本文抜粋
* * * *

上場廃止を禁止する仮処分命令事件
すでに会計士さんのブログなどでは取り上げられておりますが、「1年間、債務超過の状態が継続したこと」によってジャスダック市場の上場廃止基準(株券上場廃止基準第2条4号)に該当すると(ジャスダックから)指摘されております株式会社ペイントハウスが、ジャスダックを相手方として「上場廃止禁止仮処分命令」を申し立てておりましたところ、東京地裁で申立が却下され、そして東京高裁でも、このたび抗告が棄却されました。(ペイントハウスのIR情報に抗告審決定全文および抗告人の抗告状、準備書面が掲載されております)
主な争点は、企業会計原則や金融商品会計基準、金融負債の消滅に関する実務指針の解釈および適用問題でありますが、(ペイントハウスの代理人弁護士の方々にはたいへん恐縮ではありますが)会計原則の解釈や契約内容の法的解釈において、ペイントハウス側の主張はかなり苦しいなぁといったところでして、これが本案裁判ならまだしも、仮処分命令申立事件にあっては、とうていペイントハウスの解釈が「明らかに誤りだ」との主張を裁判所に納得させるのは困難なように(個人的には)思えました。
ただ、この東京高裁の抗告審決定を読んでいて、もっとも興味をそそられたのが、決定理由の「なお」書き部分です。私もなるほどなぁ、と思いましたが、そもそも本件のような上場廃止禁止の仮処分命令などというものが存在するのかどうか、かなり疑わしいところかもしれません。ご承知のとおり、仮処分命令申立が認容されるためには、保全されるべき権利(被保全権利)の存在と、保全の必要性が疎明されなければなりません。この点につきまして、ペイントハウス側の代理人は被保全債権を「株券上場契約に基づき、上場を求める権利」として構成されていらっしゃいます。しかし、すでに上場しているペイントハウスにつきまして、果たして「上場を求める権利」というものは存在するのでしょうか。上場契約をして、その要件を満たしているのに上場させてくれない、といった事態があれば理解もできるのですが、現に上場されている企業が、その地位を失いかねないといった状況であったとしても、裁判所の強制力をもって実現させるべき権利は存在しないのではないでしょうか。と、いうことはそもそも、ジャスダック側としましては、この被保全権利の存否さえ争っておけば、わざわざ企業会計原則や金融商品会計基準といった本論で争わなくても、あっさり却下された可能性もあったのかもしれません。

* * * *

資料
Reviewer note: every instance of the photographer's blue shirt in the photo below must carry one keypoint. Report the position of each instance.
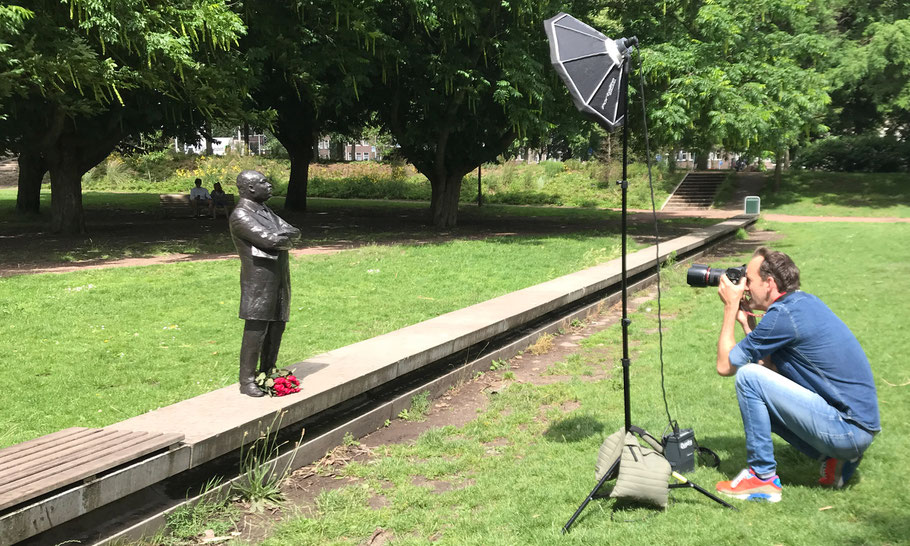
(812, 347)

* * * *

演習課題 1
上場廃止禁止の仮処分に関する文章で、ペイントハウス側の代理人は被保全債権をどのような権利として構成していますか?
演習課題 2
上場廃止禁止の仮処分に関する文章を、最後の一文の後から書き継いでください。

解答 1
「株券上場契約に基づき、上場を求める権利」として構成しています。

解答 2
こういったケースですと、「仮の地位を定める仮処分」を求めるのが常道かと思います。つまり、ペイントハウスは何の条件も付けずに「上場廃止を禁止せよ」といった仮処分を求めているわけですが、もしこれが認容されてしまいますと、本案裁判もしないで、終局判決をもらったに等しい状態、つまり満足的仮処分を求めることになってしまいますので、(申立人側は本案裁判を提起する必要もなく、そのまま満足的な地位を勝ち取ってしまうということになって、そもそもの仮処分制度の趣旨から離れてしまうことになってしまうため)裁判所としましても慎重にならざるをえないわけです。だから保全の必要性がある、といいうるためには、少なくとも申立人側は「上場されている、といった仮の地位を求める」とか「何月何日までは上場廃止をしない」といった、保全処分にふさわしい形式での申立をすべきであったと思われます。さらに、仮の地位を求める仮処分というのも、実際にはありえますが、これを裁判所に認めてもらうのはかなり難易度が高い場合が多いと思います。たとえば労働紛争におきまして一方的に解雇処分を受けた労働者が裁判所に雇用者たる地位にあることを仮処分で求める場合があります。しかしながら、現在の東京地裁での扱いでは、この仮の地位を定める仮処分だけでは認容されず、これに賃金の仮払い仮処分などの、なんらかの作為命令を付して初めて認容されるような状況です。
本件東京高裁の決定理由のなかでも、裁判所は「一般的かつ期限の付されていない」上場廃止禁止仮処分の存在について、かなり否定的な見解を示しているようですし、たとえそういった仮処分があり得るとしても、「明白にジャスダックの解釈が誤りであると認められるような」特別事情が存在する場合に限られるわけですから、この高裁判断からしますと、そもそも証券取引所の上場基準の運用に対する(会計基準適用に関する)見解の相違を問題として、上場企業が一般的に上場廃止の禁止を仮処分で求めるようなケースにおきましては、ほとんど上場企業側にとって勝ち目のない戦いを強いられることになりそうです。ただ、これは一般論にすぎませんが、争い方を工夫すれば、まったく俎上に乗っからないということもないかもしれません。上場契約の内容や廃止基準の中身を詳細に検討したうえで、基準や契約条項の解釈として、あくまでも一般投資家の損害拡大を最小限度に抑えるためである、といった視点を有利に援用して、不利益処分を受けるための手続違背の問題と捉えなおして構成することも一つの方法かと思います。民事紛争のなかで企業会計法の裁判例が増えるためには、こういった証券取引所相手の事件とか、財務諸表監査の責任者である監査法人相手の事件が増えることが前提かと思います。門前払いを食らうことなく、ともかく企業会計基準の中身が問われるような判例が増えることは、将来的には企業会計法の発展のための貴重な財産になるのではないかな、と思ったりしております。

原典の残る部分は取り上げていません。